EXTRACTED MATERIAL >>
'''

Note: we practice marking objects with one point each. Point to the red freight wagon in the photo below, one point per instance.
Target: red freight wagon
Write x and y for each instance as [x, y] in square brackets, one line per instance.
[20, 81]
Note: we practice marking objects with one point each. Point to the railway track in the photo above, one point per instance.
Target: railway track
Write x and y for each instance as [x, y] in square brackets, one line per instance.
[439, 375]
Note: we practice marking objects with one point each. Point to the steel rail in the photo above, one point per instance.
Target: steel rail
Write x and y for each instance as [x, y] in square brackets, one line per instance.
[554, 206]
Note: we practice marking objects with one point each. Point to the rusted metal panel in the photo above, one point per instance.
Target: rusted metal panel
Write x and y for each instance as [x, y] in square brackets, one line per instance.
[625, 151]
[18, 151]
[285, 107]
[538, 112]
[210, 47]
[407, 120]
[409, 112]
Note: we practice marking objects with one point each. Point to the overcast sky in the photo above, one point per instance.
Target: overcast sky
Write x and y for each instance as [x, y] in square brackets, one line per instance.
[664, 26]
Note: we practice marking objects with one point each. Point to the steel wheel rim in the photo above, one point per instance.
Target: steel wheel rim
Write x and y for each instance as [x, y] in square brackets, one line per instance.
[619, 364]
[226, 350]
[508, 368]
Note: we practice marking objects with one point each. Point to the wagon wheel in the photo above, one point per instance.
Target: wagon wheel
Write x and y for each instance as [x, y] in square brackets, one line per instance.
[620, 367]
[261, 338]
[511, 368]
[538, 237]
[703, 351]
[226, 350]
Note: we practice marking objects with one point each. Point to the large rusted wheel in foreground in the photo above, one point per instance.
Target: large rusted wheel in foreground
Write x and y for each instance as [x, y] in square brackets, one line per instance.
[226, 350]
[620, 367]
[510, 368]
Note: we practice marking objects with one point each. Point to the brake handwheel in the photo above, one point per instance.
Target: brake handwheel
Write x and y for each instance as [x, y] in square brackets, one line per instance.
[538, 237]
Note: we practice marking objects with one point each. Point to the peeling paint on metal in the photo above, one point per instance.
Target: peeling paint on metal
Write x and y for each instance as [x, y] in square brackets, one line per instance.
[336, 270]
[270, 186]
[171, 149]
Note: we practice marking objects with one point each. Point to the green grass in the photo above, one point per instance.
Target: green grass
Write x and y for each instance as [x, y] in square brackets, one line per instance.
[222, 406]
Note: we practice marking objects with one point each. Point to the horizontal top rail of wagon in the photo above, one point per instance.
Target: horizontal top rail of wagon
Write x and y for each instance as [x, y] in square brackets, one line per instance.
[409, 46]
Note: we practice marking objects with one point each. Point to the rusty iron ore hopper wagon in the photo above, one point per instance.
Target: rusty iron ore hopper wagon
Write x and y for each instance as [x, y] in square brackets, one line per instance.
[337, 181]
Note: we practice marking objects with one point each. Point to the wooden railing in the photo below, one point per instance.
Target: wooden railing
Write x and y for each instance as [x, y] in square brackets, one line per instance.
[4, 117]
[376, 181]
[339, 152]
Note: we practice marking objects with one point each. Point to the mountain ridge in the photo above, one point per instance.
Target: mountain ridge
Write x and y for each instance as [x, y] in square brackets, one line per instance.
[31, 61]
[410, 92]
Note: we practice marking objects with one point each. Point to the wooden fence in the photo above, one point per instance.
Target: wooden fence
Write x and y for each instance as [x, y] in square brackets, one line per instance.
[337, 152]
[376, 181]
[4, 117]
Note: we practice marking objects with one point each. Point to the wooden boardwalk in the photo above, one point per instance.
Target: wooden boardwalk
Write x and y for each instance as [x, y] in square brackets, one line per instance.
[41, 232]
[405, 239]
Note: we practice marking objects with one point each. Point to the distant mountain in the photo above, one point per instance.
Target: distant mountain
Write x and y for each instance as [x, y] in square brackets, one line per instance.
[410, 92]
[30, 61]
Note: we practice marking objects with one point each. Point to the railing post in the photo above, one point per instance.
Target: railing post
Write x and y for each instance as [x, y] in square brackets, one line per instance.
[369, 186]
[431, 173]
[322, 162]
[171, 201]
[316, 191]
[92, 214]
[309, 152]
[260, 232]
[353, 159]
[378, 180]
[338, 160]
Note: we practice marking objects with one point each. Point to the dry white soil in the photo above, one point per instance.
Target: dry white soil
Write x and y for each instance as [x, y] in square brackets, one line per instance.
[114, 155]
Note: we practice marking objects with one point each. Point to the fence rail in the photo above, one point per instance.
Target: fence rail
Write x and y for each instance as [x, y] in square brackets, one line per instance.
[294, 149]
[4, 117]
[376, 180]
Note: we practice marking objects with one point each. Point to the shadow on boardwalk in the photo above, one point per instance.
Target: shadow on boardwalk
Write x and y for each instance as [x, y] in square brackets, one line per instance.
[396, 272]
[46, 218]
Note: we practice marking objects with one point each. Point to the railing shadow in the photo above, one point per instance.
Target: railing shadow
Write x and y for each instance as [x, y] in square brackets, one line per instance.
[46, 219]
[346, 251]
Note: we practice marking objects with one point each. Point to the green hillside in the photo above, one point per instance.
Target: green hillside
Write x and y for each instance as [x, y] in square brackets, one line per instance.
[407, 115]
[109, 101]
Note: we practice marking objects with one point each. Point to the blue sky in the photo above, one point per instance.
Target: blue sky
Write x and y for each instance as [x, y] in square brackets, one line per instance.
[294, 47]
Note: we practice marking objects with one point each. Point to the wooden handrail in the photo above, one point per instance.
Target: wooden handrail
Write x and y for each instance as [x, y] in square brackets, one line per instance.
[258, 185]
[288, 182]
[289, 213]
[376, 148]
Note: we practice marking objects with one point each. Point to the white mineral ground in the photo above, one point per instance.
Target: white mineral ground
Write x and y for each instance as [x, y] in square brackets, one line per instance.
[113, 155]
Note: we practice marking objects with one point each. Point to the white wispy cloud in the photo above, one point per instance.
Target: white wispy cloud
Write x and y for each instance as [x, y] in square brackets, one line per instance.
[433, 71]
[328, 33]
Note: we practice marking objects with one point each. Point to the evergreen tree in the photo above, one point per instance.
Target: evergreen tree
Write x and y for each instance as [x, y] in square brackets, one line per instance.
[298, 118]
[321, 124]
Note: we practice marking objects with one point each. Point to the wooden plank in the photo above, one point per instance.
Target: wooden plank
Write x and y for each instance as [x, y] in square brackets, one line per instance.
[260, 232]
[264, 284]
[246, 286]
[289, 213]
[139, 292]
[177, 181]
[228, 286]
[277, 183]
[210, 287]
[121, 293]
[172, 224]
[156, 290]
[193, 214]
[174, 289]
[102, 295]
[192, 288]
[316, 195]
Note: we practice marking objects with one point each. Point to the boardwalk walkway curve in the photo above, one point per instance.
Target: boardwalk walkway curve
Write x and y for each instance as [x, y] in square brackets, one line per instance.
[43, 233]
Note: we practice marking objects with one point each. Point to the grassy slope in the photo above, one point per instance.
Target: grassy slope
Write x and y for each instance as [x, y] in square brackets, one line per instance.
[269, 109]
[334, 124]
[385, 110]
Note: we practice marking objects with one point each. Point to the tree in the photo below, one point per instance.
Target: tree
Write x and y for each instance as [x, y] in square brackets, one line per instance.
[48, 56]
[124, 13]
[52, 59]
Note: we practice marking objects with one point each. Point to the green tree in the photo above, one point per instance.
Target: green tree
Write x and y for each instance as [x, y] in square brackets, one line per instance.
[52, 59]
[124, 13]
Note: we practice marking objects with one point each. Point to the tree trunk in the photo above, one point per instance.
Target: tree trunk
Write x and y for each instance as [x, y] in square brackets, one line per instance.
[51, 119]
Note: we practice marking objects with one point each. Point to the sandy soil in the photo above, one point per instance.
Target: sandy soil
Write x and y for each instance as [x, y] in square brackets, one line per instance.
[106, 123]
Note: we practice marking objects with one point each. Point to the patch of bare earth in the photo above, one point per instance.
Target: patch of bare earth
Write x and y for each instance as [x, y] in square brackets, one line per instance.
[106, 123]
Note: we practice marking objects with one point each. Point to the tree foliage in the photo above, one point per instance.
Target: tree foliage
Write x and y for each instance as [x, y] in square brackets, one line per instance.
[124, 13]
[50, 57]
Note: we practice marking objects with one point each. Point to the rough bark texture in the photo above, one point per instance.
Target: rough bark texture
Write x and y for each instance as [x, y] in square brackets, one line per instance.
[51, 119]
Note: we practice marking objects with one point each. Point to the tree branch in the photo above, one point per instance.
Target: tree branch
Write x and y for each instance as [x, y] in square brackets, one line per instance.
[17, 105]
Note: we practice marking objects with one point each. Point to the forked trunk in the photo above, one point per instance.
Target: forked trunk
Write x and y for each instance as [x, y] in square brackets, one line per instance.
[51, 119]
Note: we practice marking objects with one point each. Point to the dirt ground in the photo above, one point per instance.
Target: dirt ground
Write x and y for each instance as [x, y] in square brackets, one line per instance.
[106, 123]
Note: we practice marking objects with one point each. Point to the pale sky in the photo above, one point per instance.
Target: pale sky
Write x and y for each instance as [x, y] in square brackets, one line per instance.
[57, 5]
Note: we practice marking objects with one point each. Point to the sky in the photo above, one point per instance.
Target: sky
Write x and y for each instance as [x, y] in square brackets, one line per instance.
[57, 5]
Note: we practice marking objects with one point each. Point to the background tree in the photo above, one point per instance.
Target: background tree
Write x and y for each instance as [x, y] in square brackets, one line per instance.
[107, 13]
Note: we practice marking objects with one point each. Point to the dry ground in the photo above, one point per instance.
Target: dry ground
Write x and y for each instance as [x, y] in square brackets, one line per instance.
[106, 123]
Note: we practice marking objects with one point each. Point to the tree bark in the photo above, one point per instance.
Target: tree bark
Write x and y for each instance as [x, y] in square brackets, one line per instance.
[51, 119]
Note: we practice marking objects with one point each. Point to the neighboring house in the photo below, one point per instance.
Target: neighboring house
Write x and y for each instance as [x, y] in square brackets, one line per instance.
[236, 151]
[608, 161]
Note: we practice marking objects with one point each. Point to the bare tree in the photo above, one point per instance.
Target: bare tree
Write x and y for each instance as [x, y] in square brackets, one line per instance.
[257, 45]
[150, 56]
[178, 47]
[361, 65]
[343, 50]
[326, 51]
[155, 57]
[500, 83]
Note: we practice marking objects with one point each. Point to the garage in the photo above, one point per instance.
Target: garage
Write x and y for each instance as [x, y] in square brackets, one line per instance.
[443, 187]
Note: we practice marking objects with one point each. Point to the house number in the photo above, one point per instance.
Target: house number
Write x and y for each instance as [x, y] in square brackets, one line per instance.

'''

OBJECTIVE >> Set down exactly what runs from the line with "to the garage" to the last line of the data above, including both of those lines and no others.

RESPONSE TO THIS TASK >>
Note: we practice marking objects with one point each. Point to the garage in the photo above, one point per instance.
Target: garage
Write x and y for each instance as [x, y] in square brackets, one line per instance.
[443, 187]
Note: we practice marking objects with one point each. Point to the house number in the photo above, one point per instance.
Target: house number
Write x and y for each instance as [x, y] in square brackets, one line per instance.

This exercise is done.